Exercise instructions -
Convert each line of the material below into a JSON list of strings, one string per line, with blank lines and pictures left out.

::: Data for the task :::

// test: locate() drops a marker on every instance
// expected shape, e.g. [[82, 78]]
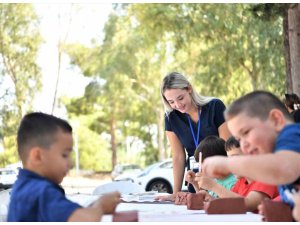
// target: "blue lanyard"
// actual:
[[196, 140]]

:::

Expected answer -
[
  "// test: locate() drops a marker on every instance",
  "// expected shape, e.g. [[82, 78]]",
  "// target: \"blue lanyard\"",
  "// actual:",
  "[[196, 140]]"
]